Building with LLMs: A Practical Guide to API Integration

Did you know you can build your SaaS using only an LLM API?
At Gen AI Launch Pad 2024, we teach you how and help bring your idea to life!
Top 8 Large Language Models Comparison
OpenAI
OpenAI released its first GPT model in 2018, and since then, it has set the industry standard for performance in complex language tasks. The LLM remains unrivaled in performance, reasoning skills, and fine-tuning ease. The flagship model so far is the GPT-4o, which has a smaller, faster, and cheaper version called the GPT-4o mini.
OpenAI recently launched the o1 and o1-mini models in beta, focusing on deeper reasoning and complex tasks in science, coding, and math. However, GPT-4o remains more capable for common use cases, as the o1 models lack features like Internet browsing.
Besides LLMs, Open AI represents image models DALL-E and audio models Whisper and TTS. To know more about how they work, read our article on AI image generators and another one explaining sound, music and voice generation.
Parameters and context window
GPT-4o is estimated to have hundreds of billions of parameters; some sources claim 1.8 trillion, although exact details are proprietary. In both versions, the context window can hold up to 128,000 tokens, which is the equivalent of 300 pages of text.
Access
GPT models are only available as a service in the cloud; you can’t deploy them on-premises. They are accessible via Open AI APIs, using Python, Node.js, and .Net. or through Azure OpenAI Service, which also supports C#, Go, and Java. You can call API with other languages as well, thanks to community libraries.
Below, we’ll list API products offered directly by Open AI.
Chat completions API allows you to quickly embed text generation capabilities into your app, chatbot, or other conversational interface.
Generating prose using Python with the chat completions endpoint. Source: OpenAI Platform
Fine-tuning options
To customize GPT-4o/GPT-4o mini models, you have to prepare a dataset that contains at least 10 conversational patterns, though the OpenAI recommendation is to start with 50 training examples. The dataset for fine-tuning must be in JSON format and up to 1GB in size (though you don’t need a set that large to see improvements.) It can also contain images. To upload the dataset, use Files API or Uploads API for files larger than 512 MB.
Fine-tuning can be performed via OpenAI UI or programmatically, using OpenAI SDK. Azure OpenAI currently supports only text-to-text fine-tuning.

◆ SOURCE MATERIAL:
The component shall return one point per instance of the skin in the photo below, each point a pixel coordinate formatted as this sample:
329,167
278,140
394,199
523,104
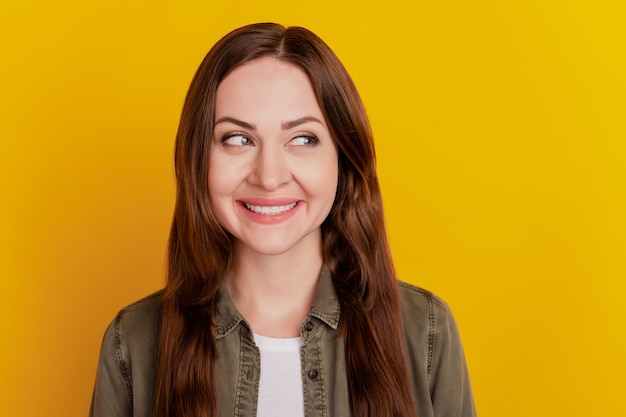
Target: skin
272,182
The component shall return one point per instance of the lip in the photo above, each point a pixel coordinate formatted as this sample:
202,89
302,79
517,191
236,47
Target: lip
269,218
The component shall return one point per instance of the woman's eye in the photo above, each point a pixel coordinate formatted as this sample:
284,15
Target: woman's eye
236,140
304,140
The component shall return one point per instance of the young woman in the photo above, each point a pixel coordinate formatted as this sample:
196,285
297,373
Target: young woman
281,297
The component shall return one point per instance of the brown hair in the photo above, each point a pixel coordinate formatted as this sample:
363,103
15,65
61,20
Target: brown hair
355,244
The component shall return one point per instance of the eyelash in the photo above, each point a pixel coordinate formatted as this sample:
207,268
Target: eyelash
312,139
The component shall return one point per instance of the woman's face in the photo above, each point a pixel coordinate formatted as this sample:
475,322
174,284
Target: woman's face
273,165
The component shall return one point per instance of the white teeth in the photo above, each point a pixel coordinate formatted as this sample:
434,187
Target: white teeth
270,210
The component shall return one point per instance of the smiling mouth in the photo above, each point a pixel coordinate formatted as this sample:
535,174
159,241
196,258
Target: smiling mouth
270,210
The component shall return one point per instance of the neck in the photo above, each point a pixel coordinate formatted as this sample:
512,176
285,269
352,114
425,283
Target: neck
274,293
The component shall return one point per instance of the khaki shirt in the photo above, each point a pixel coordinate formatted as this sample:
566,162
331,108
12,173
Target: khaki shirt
126,371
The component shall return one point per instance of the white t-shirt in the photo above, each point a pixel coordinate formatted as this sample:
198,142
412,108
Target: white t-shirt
280,385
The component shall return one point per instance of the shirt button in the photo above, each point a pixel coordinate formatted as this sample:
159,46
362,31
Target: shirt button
313,374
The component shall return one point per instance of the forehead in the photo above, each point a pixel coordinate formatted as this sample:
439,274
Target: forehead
264,85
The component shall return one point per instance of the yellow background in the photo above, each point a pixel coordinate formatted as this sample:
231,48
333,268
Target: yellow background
500,128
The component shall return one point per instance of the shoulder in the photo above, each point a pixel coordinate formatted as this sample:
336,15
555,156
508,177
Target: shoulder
417,303
427,323
140,320
135,328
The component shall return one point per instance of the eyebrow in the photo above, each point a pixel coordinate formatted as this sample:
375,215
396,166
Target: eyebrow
284,126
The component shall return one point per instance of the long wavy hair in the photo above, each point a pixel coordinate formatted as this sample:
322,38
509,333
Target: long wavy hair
355,245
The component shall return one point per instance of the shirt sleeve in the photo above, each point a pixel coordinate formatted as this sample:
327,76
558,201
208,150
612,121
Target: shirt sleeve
450,388
112,396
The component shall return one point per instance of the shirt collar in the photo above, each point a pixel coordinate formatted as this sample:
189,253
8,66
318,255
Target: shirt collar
325,306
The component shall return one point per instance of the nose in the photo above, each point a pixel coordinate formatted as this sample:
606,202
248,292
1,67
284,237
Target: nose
271,168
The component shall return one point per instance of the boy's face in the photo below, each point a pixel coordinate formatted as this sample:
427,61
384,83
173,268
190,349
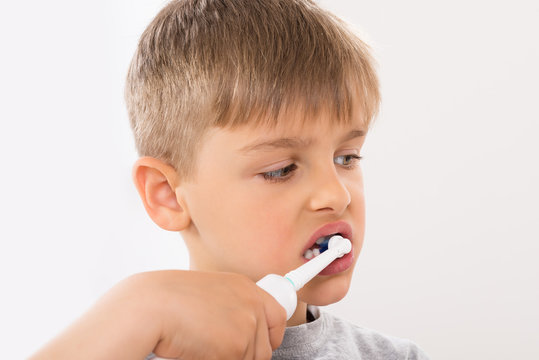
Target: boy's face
255,208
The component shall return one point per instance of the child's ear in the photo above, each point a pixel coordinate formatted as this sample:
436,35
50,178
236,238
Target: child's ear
156,182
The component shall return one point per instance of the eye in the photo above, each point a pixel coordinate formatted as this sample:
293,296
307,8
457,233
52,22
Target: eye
282,174
348,161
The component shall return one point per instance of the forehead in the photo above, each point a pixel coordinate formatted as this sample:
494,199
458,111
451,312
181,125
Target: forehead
291,130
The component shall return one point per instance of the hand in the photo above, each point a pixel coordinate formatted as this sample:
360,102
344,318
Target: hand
214,316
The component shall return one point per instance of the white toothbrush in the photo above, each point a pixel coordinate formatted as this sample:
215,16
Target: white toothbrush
283,288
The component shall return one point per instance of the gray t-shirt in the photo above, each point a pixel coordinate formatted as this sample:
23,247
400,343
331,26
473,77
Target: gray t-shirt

◆ TASK REQUIREMENTS:
[1] In the guide to building with LLMs, what is the smallest number of conversational patterns a dataset for fine-tuning GPT-4o or GPT-4o mini must contain?
[2] Decide whether each statement agrees with the guide to building with LLMs. Answer yes or no and quote the deciding words.
(a) GPT models can be deployed on-premises.
(b) The GPT-4o context window can hold up to 128,000 tokens.
(c) Azure OpenAI supports fine-tuning with images.
[3] Continue the guide to building with LLMs after its final sentence, in the same style.

◆ ANSWERS:
[1] At least 10 conversational patterns.

[2]
(a) No: "GPT models are only available as a service in the cloud; you can’t deploy them on-premises."
(b) Yes: "the context window can hold up to 128,000 tokens"
(c) No: "Azure OpenAI currently supports only text-to-text fine-tuning."

[3]
Pricing
GPT-4o API usage for business costs $2.5 /1M input tokens and $10/1M output tokens, while GPT-4o mini is much cheaper: $0.15/1M input tokens and $0.6/1M output tokens.
O1-preview costs $15.00/1M input tokens and $60.00/1M output tokens.
You can find the detailed pricing information here.
Gemini by Google DeepMind
The Gemini (former Bard) model family is optimized for high-level reasoning and understanding not only texts but also image, video, and audio data.
The model's name was inspired by NASA's early moonshot program, breakthrough Project Gemini. It was also associated with the Gemini astrology sign since people born under it are highly adaptable, effortlessly connect with diverse individuals, and naturally view situations from multiple perspectives.
The flagship products are Gemini 1.5 Pro and Gemini 1.5 Flash. Flash is a mid-size multimodal model optimized for a wide range of reasoning tasks. Pro can handle large amounts of data. Both models support over 100 languages.
Parameters and context window
Estimates suggest Gemini models operates with 1.56 trillion parameters. Gemini 1.5 Pro has an unprecedented context window of two million tokens, which allows it to fit 10 Harry Potter novels (well, existing seven plus fan-dreamed three) in one prompt. Or one Harry Potter movie (2 hours of video) or 19 hours of audio. The Gemini 1.5 Flash’s context window is one million tokens.
Access
Gemini models are cloud-based only. Google provides two ways to access its LLMs — Google AI and Vertex AI (Google’s end-to-end AI development platform). Both APIs support function calling.
Google AI Gemini API ****provides a fast way to explore the LLM capabilities and get started with prototyping and creating simple chatbots. It supports mobile devices and natively connects with Firebase, a Google platform for the development of AI-powered web, iOS, and Android apps. The API can be consumed with Python, Node.js, and Go. SDKs for Flutter, Android, Swift, and JavaScript are recommended for prototyping only. If you want to launch your app written in those languages to production, migrate to Vertex AI.
Vertex AI Gemini API ****allows for building complex, enterprise-grade applications. With Vertex AI, you can leverage a range of additional services, such as MLOps tools for model validation, versioning, and monitoring, an Agent Building console for creating virtual assistants, and security features, critical for the production environment.
Overall, it makes sense to start building your Gemini-based app with Google AI API and, as your project matures, move to Vertex AI API.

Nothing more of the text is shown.